- Required work:
From the records below, determine the number of lines containing "query". Output that number alone.

- Data for this task:
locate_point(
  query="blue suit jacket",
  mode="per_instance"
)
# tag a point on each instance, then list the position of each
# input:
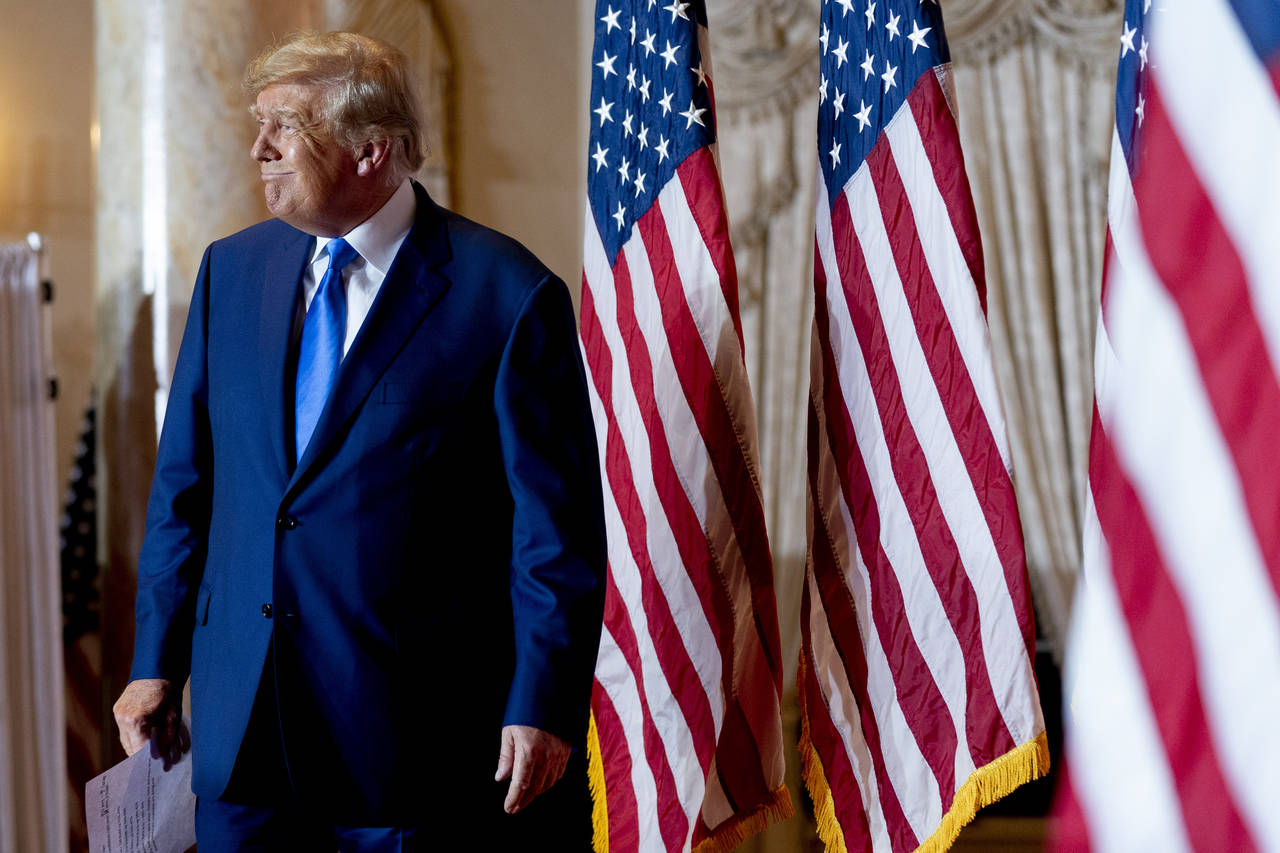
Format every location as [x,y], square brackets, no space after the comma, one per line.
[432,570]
...
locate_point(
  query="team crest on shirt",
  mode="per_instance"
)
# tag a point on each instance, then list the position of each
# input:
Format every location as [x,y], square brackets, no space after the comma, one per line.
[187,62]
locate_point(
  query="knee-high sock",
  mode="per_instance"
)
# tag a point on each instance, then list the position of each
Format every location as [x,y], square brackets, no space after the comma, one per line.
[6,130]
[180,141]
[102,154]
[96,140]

- Answer to the exercise:
3